» **TEXT SHOWN**

Addo-Kufuor Advocates Novelties In Healthcare

Dr. Kwame Addo-Kufuor

Dr. Kwame Addo-Kufuor, yesterday, paid glowing tributes to Ghanaian medical practitioners who have over the years rendered, as he put it, selfless service to their compatriots even as he advocated novelties in medical practice in the country.

The former Minister of Defence and the Interior was speaking as chairman during the 60th anniversary of the Ghana Medical Association (GMA) at the Korle Bu Teaching Hospital under the theme ‘The Role Of The Medical Association In Healthcare-60 Years On.’

Dr. Kwame Addo-Kufuor, who is a past President of GMA, asked the association to engage the universities to undertake periodic surveys to determine how they are faring in the eyes of members of the public they are serving.

» **DATASET RECORDS**
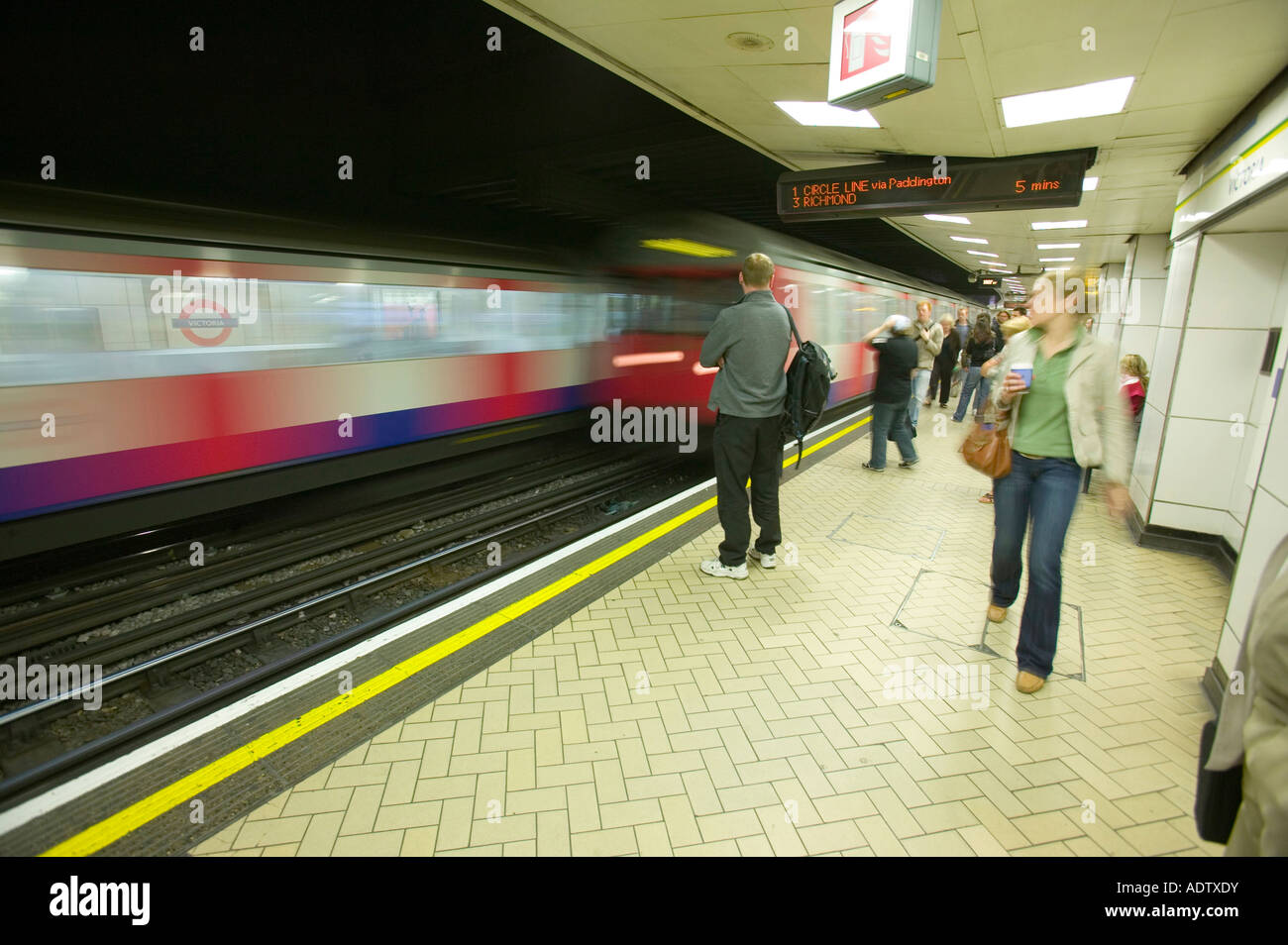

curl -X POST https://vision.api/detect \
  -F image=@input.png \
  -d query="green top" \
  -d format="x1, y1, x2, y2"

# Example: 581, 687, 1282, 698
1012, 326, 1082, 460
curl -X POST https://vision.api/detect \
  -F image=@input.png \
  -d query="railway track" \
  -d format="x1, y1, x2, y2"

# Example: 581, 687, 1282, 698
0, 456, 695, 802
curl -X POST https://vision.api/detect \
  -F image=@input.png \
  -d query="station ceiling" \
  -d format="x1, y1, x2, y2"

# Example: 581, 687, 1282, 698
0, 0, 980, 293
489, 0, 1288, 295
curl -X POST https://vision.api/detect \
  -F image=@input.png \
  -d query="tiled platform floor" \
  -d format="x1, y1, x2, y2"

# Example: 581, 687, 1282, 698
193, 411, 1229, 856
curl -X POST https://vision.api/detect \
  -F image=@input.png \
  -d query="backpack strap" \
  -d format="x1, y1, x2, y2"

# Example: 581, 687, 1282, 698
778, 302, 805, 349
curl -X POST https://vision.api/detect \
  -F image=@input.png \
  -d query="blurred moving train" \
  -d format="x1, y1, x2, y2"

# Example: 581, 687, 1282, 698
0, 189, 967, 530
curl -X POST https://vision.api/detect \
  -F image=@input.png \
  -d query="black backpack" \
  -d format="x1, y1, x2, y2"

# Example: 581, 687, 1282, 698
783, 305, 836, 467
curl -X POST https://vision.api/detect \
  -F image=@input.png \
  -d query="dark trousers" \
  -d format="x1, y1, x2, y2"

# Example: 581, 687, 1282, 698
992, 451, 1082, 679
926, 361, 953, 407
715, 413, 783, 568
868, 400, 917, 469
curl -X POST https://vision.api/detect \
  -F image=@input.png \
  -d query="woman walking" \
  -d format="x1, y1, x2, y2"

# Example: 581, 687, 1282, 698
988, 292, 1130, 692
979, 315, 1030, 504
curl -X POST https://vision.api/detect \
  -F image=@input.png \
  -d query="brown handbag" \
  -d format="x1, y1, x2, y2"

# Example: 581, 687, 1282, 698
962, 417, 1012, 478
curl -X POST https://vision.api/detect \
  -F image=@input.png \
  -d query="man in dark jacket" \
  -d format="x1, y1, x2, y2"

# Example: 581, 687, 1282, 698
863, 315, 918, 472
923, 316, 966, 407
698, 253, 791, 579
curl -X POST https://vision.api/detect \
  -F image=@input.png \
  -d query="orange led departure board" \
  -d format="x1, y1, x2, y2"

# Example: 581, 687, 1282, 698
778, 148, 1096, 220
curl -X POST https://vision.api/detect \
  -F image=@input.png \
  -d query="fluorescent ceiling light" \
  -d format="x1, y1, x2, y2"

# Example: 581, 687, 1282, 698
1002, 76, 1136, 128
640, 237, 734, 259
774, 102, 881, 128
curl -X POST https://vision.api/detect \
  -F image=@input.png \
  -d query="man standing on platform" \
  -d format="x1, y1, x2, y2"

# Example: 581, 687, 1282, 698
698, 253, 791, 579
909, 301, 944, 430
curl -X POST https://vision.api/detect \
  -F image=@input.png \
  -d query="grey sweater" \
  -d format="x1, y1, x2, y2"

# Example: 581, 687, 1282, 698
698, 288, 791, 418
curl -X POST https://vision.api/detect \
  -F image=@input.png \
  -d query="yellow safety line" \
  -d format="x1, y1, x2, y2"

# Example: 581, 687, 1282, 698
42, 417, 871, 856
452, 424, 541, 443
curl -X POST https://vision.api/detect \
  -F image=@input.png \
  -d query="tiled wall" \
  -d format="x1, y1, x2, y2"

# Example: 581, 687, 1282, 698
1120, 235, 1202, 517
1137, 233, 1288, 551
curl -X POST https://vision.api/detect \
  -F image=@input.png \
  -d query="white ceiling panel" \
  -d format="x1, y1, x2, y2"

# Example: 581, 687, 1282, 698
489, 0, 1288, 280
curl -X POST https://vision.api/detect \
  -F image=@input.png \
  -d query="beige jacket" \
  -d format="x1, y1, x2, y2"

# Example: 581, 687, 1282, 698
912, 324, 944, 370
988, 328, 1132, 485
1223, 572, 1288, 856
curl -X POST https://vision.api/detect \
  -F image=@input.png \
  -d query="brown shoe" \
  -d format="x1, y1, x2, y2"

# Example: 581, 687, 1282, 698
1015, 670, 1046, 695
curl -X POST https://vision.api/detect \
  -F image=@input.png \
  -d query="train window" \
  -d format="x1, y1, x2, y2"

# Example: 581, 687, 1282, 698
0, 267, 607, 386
---
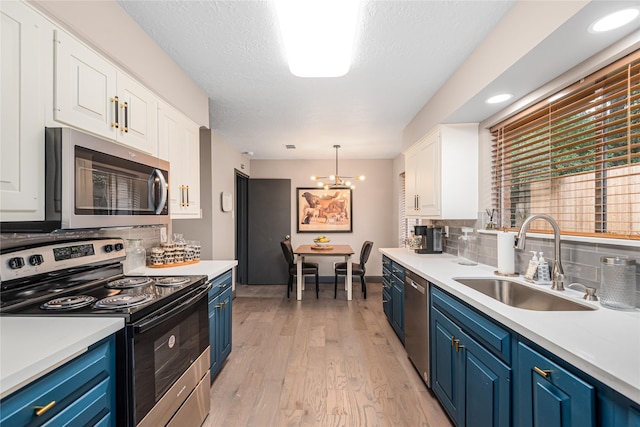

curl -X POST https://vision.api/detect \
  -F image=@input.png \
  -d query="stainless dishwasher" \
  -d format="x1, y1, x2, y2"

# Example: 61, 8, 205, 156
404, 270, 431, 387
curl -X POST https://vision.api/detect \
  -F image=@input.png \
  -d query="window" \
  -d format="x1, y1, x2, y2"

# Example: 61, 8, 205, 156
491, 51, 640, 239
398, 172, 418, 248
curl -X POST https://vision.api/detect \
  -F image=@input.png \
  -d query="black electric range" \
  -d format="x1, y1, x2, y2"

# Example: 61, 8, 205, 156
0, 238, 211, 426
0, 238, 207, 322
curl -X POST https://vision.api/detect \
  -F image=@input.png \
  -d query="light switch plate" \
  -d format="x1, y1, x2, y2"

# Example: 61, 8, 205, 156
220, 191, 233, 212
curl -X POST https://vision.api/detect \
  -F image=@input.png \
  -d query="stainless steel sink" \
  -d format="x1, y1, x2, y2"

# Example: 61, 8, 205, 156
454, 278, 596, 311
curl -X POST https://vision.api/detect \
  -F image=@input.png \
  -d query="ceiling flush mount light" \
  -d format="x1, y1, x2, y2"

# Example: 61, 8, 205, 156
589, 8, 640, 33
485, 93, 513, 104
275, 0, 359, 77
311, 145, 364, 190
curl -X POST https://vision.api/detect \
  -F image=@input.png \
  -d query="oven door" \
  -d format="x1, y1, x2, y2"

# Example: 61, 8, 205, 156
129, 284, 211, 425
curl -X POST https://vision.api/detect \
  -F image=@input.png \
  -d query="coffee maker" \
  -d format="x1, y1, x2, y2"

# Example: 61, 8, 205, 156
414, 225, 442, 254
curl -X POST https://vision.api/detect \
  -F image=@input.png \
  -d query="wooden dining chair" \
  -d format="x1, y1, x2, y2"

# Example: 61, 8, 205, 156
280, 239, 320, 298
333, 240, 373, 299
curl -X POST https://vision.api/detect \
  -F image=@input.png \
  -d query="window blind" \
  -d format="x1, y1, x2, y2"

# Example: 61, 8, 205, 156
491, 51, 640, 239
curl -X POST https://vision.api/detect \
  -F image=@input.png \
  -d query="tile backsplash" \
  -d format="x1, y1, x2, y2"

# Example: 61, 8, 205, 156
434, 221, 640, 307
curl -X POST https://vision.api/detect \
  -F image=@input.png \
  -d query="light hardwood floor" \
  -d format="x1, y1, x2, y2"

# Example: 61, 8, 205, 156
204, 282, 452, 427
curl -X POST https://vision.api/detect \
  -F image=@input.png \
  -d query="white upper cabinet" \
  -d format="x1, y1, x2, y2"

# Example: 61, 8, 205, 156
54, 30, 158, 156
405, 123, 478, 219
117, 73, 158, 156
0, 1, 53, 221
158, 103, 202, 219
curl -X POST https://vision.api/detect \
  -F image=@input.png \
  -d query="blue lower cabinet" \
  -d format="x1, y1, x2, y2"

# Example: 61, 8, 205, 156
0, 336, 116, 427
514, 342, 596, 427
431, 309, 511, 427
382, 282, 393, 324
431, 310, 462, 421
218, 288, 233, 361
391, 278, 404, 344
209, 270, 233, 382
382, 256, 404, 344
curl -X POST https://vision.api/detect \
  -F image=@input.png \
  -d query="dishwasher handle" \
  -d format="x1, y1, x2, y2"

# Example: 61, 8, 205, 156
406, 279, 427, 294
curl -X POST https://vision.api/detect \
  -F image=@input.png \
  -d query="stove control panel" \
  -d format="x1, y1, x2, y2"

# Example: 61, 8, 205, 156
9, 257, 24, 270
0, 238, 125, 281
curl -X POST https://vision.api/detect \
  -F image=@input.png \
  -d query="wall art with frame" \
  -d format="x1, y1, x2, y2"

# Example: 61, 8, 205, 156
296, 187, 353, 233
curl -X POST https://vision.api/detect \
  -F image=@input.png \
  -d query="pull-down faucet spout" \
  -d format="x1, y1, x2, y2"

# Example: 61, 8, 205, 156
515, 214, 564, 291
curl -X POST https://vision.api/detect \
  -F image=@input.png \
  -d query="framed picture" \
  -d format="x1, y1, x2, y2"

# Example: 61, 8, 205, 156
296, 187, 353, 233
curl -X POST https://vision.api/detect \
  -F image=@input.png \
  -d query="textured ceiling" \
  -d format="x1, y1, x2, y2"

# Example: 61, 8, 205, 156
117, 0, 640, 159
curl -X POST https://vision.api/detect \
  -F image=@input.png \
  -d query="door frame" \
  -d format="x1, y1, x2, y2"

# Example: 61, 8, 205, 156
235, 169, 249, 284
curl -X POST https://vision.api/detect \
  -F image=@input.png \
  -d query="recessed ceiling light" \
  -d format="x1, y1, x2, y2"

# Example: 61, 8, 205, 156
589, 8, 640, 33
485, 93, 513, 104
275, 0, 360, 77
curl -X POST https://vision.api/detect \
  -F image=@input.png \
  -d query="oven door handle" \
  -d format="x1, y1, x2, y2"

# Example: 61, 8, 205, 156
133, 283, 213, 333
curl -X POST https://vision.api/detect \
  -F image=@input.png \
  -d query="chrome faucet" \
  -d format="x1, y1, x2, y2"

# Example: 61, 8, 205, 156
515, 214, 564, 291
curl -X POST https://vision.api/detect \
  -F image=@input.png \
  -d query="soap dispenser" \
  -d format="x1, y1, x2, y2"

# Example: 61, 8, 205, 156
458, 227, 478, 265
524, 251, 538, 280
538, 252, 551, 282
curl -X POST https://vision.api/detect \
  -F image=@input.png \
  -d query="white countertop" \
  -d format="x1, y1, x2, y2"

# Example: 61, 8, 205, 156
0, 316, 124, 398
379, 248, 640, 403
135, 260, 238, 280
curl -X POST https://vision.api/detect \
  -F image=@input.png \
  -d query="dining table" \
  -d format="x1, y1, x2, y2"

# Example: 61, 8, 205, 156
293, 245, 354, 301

» **SET OF TASKS**
A. Decide whether each statement agrees with the article about Dr. Kwame Addo-Kufuor. Answer yes or no for each, and quote the words of the article that settle it. (i) Addo-Kufuor spoke as chairman at the 60th anniversary of the Ghana Medical Association. (ii) Addo-Kufuor is a former Minister of Health. (iii) Addo-Kufuor asked the association to engage the universities to undertake annual surveys.
B. Extract the part of the article about Dr. Kwame Addo-Kufuor that starts at "Addo-Kufuor Advocates Novelties" and ends at "they are serving.".

» **TASK-BY-TASK OUTPUTS**
A.
(i) Yes: "was speaking as chairman during the 60th anniversary of the Ghana Medical Association (GMA)"
(ii) No: "The former Minister of Defence and the Interior"
(iii) No: "asked the association to engage the universities to undertake periodic surveys"

B.
Addo-Kufuor Advocates Novelties In Healthcare

Dr. Kwame Addo-Kufuor

Dr. Kwame Addo-Kufuor, yesterday, paid glowing tributes to Ghanaian medical practitioners who have over the years rendered, as he put it, selfless service to their compatriots even as he advocated novelties in medical practice in the country.

The former Minister of Defence and the Interior was speaking as chairman during the 60th anniversary of the Ghana Medical Association (GMA) at the Korle Bu Teaching Hospital under the theme ‘The Role Of The Medical Association In Healthcare-60 Years On.’

Dr. Kwame Addo-Kufuor, who is a past President of GMA, asked the association to engage the universities to undertake periodic surveys to determine how they are faring in the eyes of members of the public they are serving.